Report each line of the records below that contains the string "smoke", copying every such line in full.

++++ WORKING DATA ++++

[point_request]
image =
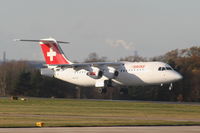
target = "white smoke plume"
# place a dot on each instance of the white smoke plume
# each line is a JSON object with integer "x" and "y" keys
{"x": 122, "y": 43}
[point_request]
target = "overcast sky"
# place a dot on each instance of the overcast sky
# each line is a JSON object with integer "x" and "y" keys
{"x": 111, "y": 28}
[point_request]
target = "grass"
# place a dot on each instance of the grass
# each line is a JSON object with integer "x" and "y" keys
{"x": 68, "y": 112}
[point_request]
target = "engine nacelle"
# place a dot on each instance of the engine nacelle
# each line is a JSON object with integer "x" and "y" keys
{"x": 95, "y": 75}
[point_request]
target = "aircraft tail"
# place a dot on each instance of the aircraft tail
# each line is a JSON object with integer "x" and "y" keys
{"x": 52, "y": 52}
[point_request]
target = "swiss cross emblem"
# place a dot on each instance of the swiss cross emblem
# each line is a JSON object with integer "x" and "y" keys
{"x": 51, "y": 54}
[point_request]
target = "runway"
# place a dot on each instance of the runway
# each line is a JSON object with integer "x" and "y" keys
{"x": 137, "y": 129}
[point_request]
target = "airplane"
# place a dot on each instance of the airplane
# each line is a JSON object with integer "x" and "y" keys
{"x": 103, "y": 75}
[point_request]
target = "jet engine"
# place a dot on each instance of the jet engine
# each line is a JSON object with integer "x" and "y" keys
{"x": 95, "y": 75}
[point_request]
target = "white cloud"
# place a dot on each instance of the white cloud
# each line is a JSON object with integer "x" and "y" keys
{"x": 117, "y": 43}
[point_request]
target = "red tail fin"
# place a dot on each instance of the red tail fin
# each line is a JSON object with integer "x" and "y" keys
{"x": 52, "y": 52}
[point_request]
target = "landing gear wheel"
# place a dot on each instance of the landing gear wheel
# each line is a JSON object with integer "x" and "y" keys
{"x": 102, "y": 90}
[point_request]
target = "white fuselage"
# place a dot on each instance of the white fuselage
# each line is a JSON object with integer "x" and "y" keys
{"x": 130, "y": 74}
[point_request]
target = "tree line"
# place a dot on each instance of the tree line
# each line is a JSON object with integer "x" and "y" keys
{"x": 20, "y": 78}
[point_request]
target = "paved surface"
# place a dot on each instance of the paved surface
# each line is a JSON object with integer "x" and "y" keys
{"x": 141, "y": 129}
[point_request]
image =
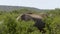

++++

# COMPLETE ANSWER
target = "white smoke plume"
# place a dot on each instance of the white smoke plume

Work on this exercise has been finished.